(Your objective) Copy out the complete listing, word for word.

########

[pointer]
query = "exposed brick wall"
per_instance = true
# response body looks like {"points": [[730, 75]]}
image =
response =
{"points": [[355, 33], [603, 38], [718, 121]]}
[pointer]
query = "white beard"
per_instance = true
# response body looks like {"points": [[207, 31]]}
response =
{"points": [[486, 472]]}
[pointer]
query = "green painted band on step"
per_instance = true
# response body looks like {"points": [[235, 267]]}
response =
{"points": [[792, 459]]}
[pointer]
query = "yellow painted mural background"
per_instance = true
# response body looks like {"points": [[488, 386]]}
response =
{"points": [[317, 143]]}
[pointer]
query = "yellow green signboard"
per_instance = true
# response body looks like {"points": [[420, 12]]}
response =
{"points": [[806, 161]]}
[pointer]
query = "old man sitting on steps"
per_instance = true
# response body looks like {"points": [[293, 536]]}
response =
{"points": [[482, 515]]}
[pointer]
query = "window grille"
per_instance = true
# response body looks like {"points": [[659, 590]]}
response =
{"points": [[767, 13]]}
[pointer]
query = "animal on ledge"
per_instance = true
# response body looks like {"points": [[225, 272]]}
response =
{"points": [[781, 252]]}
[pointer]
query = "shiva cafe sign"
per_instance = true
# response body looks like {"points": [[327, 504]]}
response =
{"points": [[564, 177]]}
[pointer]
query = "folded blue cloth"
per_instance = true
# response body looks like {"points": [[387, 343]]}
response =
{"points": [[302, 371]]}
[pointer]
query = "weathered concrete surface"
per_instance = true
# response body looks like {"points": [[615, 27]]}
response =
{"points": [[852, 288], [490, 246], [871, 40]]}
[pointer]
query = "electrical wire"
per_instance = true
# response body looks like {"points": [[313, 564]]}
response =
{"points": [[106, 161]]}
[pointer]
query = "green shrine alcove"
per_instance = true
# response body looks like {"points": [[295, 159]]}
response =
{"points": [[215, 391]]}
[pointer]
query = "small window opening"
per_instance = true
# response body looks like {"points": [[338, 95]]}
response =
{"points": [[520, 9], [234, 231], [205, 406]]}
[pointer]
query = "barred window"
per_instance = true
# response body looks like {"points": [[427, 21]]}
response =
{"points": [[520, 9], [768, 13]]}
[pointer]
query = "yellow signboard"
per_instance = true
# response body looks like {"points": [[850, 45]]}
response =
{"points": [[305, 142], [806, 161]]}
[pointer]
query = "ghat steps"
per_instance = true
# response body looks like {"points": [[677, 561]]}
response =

########

(Solution to this exercise)
[pointer]
query = "exposed brick wall"
per_instance = true
# response body looks like {"points": [[730, 75]]}
image =
response =
{"points": [[355, 33], [603, 38], [718, 121]]}
[pointer]
query = "white beard"
per_instance = true
# response body looks like {"points": [[207, 31]]}
response =
{"points": [[486, 472]]}
[pointer]
query = "green painted band on step"
per_instance = true
# response body looks like {"points": [[235, 267]]}
response =
{"points": [[792, 459]]}
[pointer]
query = "yellow painted mural background"
per_instance = true
# response body looks like {"points": [[488, 386]]}
response =
{"points": [[317, 143]]}
[pointer]
query = "yellow green signboard"
per_instance = true
# response body looks like {"points": [[420, 12]]}
response =
{"points": [[806, 161]]}
[pointer]
query = "old man sitting on steps"
per_instance = true
# response body looks like {"points": [[293, 536]]}
response =
{"points": [[482, 515]]}
[pointer]
query = "window grille"
per_instance = true
# response body looks like {"points": [[659, 590]]}
response =
{"points": [[767, 13]]}
[pointer]
query = "animal on ledge"
per_instance = true
# response body looks like {"points": [[225, 272]]}
response =
{"points": [[781, 252]]}
[pointer]
query = "shiva cafe sign"
per_instance = true
# response body looks like {"points": [[327, 504]]}
response =
{"points": [[564, 177]]}
[pointer]
query = "folded blue cloth"
per_instance = true
# response body looks like {"points": [[387, 343]]}
response =
{"points": [[302, 371]]}
[pointer]
query = "weathered concrete surface"
per_instance = true
# response body looks like {"points": [[615, 27]]}
response =
{"points": [[852, 288], [490, 246], [871, 40]]}
[pointer]
query = "electrical wire"
per_instance = true
# response body looks like {"points": [[313, 564]]}
response =
{"points": [[106, 161]]}
[pointer]
query = "green shrine alcove"
per_instance = true
# response body looks like {"points": [[295, 159]]}
response =
{"points": [[215, 391]]}
[pointer]
query = "small window opening"
per_instance = true
# response body looks like {"points": [[338, 95]]}
response =
{"points": [[520, 9], [234, 231], [205, 406]]}
[pointer]
query = "barred window"
per_instance = true
# response body looks like {"points": [[427, 21]]}
response =
{"points": [[520, 9], [768, 13]]}
[pointer]
query = "yellow signboard"
per_instance = true
# response body looks like {"points": [[850, 45]]}
response =
{"points": [[305, 142], [806, 161]]}
[pointer]
query = "ghat steps"
per_instance = true
# response body looks like {"points": [[677, 561]]}
response =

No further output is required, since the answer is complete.